- [MATERIAL FOR THIS EXERCISE]:
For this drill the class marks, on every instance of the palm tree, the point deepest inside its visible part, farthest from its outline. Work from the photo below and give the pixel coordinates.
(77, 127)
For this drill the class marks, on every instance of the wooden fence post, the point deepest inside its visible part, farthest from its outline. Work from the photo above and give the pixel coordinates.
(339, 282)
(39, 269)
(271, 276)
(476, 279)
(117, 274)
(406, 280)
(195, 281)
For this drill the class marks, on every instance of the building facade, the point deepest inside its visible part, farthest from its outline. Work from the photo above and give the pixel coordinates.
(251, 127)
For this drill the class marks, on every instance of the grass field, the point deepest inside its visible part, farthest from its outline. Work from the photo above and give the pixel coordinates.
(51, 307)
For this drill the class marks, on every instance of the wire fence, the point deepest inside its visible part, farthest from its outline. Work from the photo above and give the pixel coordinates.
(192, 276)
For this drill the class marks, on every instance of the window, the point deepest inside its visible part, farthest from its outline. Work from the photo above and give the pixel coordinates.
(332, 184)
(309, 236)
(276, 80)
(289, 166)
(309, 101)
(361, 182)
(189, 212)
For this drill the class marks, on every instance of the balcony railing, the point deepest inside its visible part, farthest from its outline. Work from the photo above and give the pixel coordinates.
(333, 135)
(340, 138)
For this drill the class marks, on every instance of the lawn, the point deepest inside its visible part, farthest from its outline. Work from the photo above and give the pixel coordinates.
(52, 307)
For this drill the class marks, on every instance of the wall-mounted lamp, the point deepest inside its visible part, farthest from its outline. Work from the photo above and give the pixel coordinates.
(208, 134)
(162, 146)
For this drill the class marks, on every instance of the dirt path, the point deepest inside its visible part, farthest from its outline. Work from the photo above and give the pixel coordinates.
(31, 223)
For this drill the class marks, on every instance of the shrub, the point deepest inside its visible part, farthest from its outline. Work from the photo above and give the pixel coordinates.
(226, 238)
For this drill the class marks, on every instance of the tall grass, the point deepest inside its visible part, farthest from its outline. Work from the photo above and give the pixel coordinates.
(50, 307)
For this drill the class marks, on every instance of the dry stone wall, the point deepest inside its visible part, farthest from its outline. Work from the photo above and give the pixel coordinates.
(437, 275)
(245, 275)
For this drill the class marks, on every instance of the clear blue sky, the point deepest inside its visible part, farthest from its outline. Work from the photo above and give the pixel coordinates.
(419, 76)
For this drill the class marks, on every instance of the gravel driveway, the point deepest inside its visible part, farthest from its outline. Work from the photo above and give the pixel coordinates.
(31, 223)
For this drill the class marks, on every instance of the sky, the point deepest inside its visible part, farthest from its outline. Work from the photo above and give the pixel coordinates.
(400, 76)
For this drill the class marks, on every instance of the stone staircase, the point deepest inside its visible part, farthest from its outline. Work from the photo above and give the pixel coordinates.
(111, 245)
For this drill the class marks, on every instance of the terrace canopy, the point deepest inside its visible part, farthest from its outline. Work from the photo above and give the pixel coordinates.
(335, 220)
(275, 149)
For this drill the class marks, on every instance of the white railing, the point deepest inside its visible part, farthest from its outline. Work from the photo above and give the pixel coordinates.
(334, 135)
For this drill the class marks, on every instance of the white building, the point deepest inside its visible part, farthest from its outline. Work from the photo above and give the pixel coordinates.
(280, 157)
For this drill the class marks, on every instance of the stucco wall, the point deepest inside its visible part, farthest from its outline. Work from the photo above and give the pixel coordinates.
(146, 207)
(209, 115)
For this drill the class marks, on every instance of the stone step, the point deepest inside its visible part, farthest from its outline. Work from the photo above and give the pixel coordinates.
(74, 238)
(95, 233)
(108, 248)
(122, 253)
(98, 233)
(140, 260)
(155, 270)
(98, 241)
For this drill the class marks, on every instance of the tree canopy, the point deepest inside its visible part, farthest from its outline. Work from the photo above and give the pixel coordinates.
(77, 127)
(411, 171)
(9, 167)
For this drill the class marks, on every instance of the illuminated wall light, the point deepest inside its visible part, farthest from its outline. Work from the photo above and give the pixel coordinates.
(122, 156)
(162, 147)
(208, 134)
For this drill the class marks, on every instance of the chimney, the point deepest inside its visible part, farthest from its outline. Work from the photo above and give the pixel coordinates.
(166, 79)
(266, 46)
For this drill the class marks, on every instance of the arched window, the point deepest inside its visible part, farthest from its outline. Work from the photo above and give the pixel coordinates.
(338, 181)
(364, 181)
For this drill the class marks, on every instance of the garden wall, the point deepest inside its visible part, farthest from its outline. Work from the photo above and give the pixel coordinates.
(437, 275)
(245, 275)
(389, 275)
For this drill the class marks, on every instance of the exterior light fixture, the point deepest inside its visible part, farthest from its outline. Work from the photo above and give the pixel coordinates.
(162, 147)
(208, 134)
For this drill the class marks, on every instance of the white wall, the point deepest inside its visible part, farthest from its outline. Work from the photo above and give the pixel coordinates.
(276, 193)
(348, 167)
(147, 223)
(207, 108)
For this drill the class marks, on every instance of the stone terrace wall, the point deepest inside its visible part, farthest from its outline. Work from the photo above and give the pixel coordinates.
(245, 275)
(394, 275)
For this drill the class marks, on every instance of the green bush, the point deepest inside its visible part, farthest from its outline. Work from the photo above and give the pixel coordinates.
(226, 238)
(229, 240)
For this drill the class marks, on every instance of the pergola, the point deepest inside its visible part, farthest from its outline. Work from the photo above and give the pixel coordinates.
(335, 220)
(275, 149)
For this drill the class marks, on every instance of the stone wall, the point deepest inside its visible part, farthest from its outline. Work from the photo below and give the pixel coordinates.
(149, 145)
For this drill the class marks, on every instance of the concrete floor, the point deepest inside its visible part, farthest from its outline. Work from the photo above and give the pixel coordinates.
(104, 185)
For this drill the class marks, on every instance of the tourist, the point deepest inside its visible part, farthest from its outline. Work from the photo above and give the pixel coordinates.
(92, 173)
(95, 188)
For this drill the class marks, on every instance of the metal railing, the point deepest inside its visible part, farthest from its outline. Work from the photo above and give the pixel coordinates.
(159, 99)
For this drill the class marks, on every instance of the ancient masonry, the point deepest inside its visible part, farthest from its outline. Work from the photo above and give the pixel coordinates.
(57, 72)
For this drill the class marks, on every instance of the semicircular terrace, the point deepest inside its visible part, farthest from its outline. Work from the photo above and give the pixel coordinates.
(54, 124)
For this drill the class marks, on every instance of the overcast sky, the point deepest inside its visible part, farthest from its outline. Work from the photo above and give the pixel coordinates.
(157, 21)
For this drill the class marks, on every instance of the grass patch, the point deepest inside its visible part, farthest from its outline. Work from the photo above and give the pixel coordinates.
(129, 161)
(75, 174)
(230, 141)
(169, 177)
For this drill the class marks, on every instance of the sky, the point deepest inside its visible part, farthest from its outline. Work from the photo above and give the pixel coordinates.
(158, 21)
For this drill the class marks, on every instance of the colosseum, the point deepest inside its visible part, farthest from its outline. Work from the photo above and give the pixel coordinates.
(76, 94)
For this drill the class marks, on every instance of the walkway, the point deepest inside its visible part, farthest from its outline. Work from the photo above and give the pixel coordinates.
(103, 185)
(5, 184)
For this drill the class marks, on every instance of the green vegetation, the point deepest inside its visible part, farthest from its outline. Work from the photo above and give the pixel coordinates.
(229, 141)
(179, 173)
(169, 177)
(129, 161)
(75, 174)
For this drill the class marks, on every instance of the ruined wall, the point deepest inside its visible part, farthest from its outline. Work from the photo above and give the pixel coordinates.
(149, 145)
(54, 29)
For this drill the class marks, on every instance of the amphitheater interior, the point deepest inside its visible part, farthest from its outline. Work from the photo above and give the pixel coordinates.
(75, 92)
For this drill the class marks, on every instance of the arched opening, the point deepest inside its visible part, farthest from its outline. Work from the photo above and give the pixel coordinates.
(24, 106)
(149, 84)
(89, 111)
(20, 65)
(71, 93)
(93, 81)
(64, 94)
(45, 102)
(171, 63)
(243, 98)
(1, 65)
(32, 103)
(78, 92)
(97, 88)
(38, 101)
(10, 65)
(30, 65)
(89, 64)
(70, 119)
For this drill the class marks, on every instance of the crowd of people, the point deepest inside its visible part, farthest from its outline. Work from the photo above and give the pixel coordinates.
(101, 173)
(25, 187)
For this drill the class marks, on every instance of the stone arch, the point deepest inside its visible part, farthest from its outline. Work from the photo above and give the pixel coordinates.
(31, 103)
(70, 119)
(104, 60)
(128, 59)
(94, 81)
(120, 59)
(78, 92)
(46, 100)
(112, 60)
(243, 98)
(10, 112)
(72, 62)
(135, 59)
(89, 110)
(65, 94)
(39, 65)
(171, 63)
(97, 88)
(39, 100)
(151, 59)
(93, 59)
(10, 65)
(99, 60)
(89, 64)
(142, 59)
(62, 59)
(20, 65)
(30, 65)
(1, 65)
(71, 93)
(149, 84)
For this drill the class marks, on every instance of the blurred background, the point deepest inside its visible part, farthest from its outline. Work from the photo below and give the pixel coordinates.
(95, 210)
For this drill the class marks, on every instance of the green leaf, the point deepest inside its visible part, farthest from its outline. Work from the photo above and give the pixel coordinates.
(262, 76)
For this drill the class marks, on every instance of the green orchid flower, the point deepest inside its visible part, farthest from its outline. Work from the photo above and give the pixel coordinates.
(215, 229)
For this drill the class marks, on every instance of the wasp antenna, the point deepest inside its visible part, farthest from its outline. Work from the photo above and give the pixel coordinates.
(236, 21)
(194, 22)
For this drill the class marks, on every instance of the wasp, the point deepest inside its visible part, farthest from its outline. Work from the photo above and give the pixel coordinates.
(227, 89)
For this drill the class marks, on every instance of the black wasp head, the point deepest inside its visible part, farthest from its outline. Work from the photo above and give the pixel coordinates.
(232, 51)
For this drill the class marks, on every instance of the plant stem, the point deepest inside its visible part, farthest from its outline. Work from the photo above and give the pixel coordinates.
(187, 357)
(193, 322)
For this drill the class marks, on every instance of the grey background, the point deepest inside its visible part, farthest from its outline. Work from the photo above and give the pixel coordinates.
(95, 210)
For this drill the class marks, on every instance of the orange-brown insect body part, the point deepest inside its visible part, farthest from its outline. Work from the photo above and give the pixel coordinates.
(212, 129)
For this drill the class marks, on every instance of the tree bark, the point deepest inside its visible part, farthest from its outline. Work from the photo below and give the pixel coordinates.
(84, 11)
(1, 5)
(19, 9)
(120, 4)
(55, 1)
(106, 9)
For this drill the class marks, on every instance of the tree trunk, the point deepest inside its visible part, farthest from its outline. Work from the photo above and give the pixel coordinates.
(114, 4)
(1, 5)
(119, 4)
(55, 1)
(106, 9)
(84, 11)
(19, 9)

- [WRITTEN REQUEST]: Exactly reproduce the lines from the one containing "the green orchid" through the end of the records, and only those lines.

- [EXPECTED OUTPUT]:
For this drill the class marks, on every instance of the green orchid flower, the point deepest inside its visible part, farthest from its outline. Work from the photo above and give the pixel coordinates.
(215, 229)
For this drill the class marks, on every instance of the wasp antenna, the point deepest inside its visible part, farthest from its outline. Work from the photo above and give the pixel coordinates.
(236, 21)
(194, 22)
For this drill the class marks, on every instance of the wasp, the point deepest inside its visible part, farthest from its outline. Work from the photo above and give the pixel coordinates.
(227, 89)
For this drill the class marks, on every instance of the black wasp head, the point deepest inside its visible part, farthest from its outline. Work from the photo above and give the pixel coordinates.
(232, 51)
For this drill the class marks, on every instance of the plant stem, the point deepest inside its visible part, farthest from its outline. Work from the photo above and give the pixel coordinates.
(187, 357)
(193, 322)
For this drill the class marks, on every instance of the grey background, the point deepest inside its visible part, farthest from its outline. Work from the photo above and give the pixel coordinates.
(95, 210)
For this drill the class marks, on every instance of the orange-brown insect body part, the point deepest inside its visible part, farthest from its outline. Work from the photo above and give the pixel coordinates.
(212, 129)
For this drill the class marks, on every instance of the tree bark, the point deepest inside its visible part, farthest from its outline. Work from the photo below and give the pixel coordinates.
(84, 11)
(1, 5)
(19, 9)
(120, 4)
(55, 1)
(106, 9)
For this drill the class marks, on every instance of the tree trunk, the point deepest inside its visible part, farthest from its outline. Work from the photo above and give the pixel coordinates.
(114, 4)
(1, 5)
(119, 4)
(55, 1)
(106, 9)
(84, 11)
(19, 9)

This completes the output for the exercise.